[Lines of data]
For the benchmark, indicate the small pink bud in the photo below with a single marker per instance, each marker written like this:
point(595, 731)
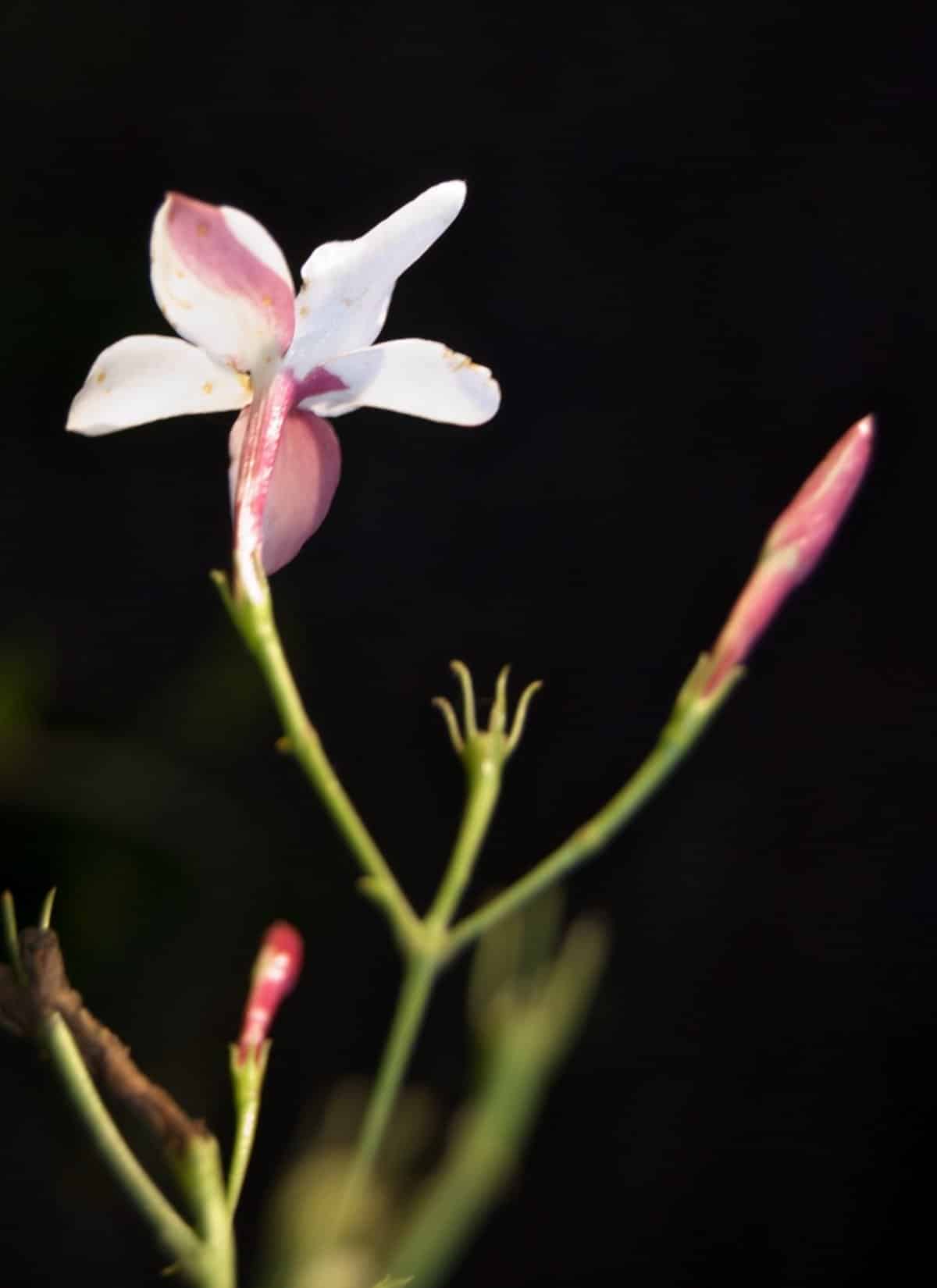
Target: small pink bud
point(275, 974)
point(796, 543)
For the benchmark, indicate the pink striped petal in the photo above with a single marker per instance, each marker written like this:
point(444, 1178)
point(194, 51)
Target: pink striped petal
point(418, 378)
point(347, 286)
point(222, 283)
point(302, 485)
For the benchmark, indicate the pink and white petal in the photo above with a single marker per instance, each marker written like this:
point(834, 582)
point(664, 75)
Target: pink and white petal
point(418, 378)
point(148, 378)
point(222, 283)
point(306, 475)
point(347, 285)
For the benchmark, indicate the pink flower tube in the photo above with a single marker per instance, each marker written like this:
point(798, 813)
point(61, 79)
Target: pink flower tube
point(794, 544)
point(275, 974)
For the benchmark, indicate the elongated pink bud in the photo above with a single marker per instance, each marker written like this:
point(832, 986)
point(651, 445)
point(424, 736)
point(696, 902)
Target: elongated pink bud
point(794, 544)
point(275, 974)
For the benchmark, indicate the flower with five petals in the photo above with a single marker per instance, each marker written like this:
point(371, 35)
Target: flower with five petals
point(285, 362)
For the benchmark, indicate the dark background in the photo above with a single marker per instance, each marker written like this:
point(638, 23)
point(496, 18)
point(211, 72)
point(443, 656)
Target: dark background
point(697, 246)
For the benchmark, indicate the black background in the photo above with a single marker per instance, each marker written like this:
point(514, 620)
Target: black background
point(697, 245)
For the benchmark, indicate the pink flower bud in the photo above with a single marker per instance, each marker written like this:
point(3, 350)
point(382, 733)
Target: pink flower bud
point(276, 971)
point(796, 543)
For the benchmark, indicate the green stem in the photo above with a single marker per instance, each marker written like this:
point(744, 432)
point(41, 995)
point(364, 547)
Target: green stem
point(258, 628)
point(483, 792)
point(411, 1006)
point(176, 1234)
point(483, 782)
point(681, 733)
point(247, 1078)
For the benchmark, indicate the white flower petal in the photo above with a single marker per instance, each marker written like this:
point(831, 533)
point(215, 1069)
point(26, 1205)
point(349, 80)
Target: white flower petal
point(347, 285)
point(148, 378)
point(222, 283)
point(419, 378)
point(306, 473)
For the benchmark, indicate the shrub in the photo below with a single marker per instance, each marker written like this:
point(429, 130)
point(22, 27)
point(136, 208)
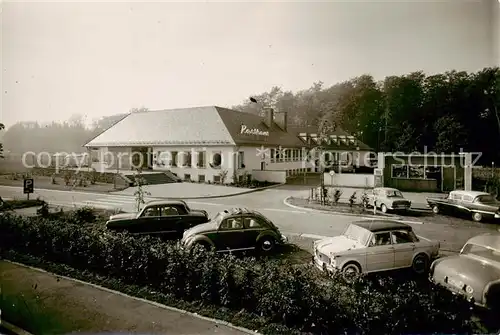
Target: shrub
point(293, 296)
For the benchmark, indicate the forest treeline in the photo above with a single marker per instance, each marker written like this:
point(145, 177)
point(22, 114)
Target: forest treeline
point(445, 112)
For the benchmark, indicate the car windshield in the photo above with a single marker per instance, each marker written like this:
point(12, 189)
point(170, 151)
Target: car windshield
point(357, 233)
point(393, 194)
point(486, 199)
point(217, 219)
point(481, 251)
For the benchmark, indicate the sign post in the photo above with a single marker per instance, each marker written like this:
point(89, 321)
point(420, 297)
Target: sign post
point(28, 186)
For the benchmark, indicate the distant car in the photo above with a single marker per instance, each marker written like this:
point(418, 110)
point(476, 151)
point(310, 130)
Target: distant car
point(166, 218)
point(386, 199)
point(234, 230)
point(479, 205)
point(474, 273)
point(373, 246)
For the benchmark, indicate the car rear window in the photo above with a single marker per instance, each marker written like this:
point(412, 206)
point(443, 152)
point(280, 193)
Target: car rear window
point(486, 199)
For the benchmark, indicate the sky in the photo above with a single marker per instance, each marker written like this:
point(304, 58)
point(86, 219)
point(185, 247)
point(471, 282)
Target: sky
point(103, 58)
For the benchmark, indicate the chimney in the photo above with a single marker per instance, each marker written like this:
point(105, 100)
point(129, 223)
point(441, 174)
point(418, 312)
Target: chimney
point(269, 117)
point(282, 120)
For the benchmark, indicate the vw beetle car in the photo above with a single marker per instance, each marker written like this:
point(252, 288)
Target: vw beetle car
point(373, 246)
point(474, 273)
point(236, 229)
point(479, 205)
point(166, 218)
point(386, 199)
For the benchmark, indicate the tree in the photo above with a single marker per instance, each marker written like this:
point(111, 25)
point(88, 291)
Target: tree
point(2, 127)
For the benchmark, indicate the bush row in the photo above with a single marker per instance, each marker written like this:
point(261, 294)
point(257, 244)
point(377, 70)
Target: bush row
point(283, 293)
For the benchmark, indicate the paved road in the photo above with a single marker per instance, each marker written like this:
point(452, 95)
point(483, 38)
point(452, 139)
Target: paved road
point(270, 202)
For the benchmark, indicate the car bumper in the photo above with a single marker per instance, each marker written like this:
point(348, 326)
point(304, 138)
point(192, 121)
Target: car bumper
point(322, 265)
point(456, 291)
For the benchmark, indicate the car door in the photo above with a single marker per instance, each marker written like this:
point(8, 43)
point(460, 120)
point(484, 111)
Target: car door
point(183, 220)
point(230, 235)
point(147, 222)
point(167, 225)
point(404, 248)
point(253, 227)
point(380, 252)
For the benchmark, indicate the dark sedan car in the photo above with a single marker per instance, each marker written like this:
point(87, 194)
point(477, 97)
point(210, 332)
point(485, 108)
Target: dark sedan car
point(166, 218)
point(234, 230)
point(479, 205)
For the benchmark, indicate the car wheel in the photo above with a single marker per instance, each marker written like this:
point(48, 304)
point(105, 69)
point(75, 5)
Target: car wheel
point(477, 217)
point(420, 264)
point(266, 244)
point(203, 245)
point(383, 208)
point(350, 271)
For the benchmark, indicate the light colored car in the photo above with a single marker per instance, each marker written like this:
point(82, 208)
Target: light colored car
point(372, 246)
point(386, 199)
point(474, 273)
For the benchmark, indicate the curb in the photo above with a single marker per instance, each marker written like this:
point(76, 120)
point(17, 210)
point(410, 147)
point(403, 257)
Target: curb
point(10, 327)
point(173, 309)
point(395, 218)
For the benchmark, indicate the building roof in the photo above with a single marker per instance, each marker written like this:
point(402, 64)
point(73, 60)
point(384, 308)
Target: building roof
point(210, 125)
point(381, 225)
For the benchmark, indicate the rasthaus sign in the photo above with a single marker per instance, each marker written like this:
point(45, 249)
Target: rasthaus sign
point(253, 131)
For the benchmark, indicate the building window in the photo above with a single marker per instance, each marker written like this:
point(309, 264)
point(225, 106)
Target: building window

**PROBLEM DESCRIPTION:**
Can you add 42 to both coordinates of every answer point in the material, everything from the line containing "For the benchmark, indicate the sign" down to the line containing "point(2, 127)"? Write all of those lines out again, requests included, and leave the sample points inside the requests unchanged.

**EXERCISE RESPONSE:**
For the benchmark, indicate the sign post in the photo above with a single marker per instance, each marker written like this:
point(89, 321)
point(420, 297)
Target: sign post
point(70, 228)
For the benchmark, indicate the distant car in the photo above with a single marker per instance, each marker written like this:
point(418, 110)
point(476, 151)
point(310, 130)
Target: distant car
point(208, 260)
point(428, 241)
point(276, 272)
point(521, 247)
point(516, 315)
point(415, 288)
For the benchmark, indicate the car rear window in the photo above with a single marker per instance, each marker written like this:
point(412, 206)
point(443, 152)
point(280, 193)
Target: car rear window
point(528, 241)
For the benchmark, indicate the sky in the photo above with a single marker per instance, each marker written like this:
point(304, 58)
point(86, 219)
point(185, 247)
point(471, 282)
Target: sky
point(145, 100)
For the benchmark, indicate the chimney in the photo above with a single marker per instance, each marker written like this:
point(105, 100)
point(129, 223)
point(441, 174)
point(418, 312)
Target: chimney
point(311, 159)
point(324, 162)
For the benchmark, indicate the vw beetle car in the photo above with a single marker per instance, each marker written like this:
point(252, 288)
Target: vw beetle car
point(415, 288)
point(516, 315)
point(278, 271)
point(521, 247)
point(208, 260)
point(428, 241)
For the benchmark, indicate the tree in the photo above with a single marker per instance, each marker written like this:
point(111, 25)
point(88, 291)
Target: tree
point(44, 169)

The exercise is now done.